- [Text]

━━━━━━━━━━━━━━━━━━━━

In sieben katholischen Kirchen sind Gedenkmessen geplant

Im vergangenen Jahr hatten trotz des Verbots mehrere tausend Menschen im Victoria Park des Massakers gedacht. Doch das war vor dem Inkrafttreten des neuen Sicherheitsgesetzes, mit dem viele Aktivitäten der Demokratiebewegung kriminalisiert wurden. Diesmal drohen Verhaftungen und bis zu fünf Jahre Haft für die Teilnahme an der Mahnwache. Der bekannte Demokratie-Aktivist Joshua Wong hat bereits für seine Anwesenheit 2020 im Victoria Park weitere zehn Monate Haft erhalten. Eine als „Großmutter Wong“ bekannte ältere Aktivistin wurde am Wochenende wegen „Teilnahme an einer ungenehmigten Versammlung“ verhaftet – dabei hatte sie ganz alleine an das Tiananmen-Massaker erinnert.

Trotz der Haftandrohung wollen auch an diesem Freitag Menschen in Hongkong „Liu Si“, wie der Tag auf Mandarin heißt, gedenken. Wie 2020 werden in sieben katholischen Kirchen Gedenkmessen unter Berücksichtigung der Corona-Abstandsregeln stattfinden. Die Ankündigung der Messen ist mit großer Vorsicht geschrieben, wie das „Wall Street Journal“ berichtet. Auf Plakaten heißt es: „Aus verschiedenen Gründen, die wir nicht weiter ausführen können: Aber lasst uns nicht die Geschichte vergessen.“ Auch private Gedenkveranstaltungen sind geplant. Die Bezirksabgeordnete Debby Chan will mit einer Gedichtlesung in ihrer Nachbarschaft erinnern. Im Internet finden sich Aufrufe an die Hongkonger, am Freitagabend überall in der Stadt innezuhalten und ein Kerze anzuzünden oder ein Handylicht anzuschalten. Einige Demokratie-Aktivisten wollen im Victoria Park spazieren gehen, schreibt das „Wall Street Journal“. Doch die Polizei wird nach „RTHK“-Informationen rund 3000 Beamte im Park haben, insgesamt sollen rund 7000 Polizisten die Stadt kontrollieren.

━━━━━━━━━━━━━━━━━━━━

- [Quellenauszug]
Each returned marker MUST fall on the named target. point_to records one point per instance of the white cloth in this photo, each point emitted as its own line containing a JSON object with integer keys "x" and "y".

━━━━━━━━━━━━━━━━━━━━

- [Kurze Aufgabe]
Gib aus dem Text über das Gedenken an das Tiananmen-Massaker in Hongkong die Stelle von „In sieben katholischen Kirchen sind“ bis einschließlich „das Tiananmen-Massaker erinnert.“ wortgetreu wieder.

- [Ergebnis]
In sieben katholischen Kirchen sind Gedenkmessen geplant

Im vergangenen Jahr hatten trotz des Verbots mehrere tausend Menschen im Victoria Park des Massakers gedacht. Doch das war vor dem Inkrafttreten des neuen Sicherheitsgesetzes, mit dem viele Aktivitäten der Demokratiebewegung kriminalisiert wurden. Diesmal drohen Verhaftungen und bis zu fünf Jahre Haft für die Teilnahme an der Mahnwache. Der bekannte Demokratie-Aktivist Joshua Wong hat bereits für seine Anwesenheit 2020 im Victoria Park weitere zehn Monate Haft erhalten. Eine als „Großmutter Wong“ bekannte ältere Aktivistin wurde am Wochenende wegen „Teilnahme an einer ungenehmigten Versammlung“ verhaftet – dabei hatte sie ganz alleine an das Tiananmen-Massaker erinnert.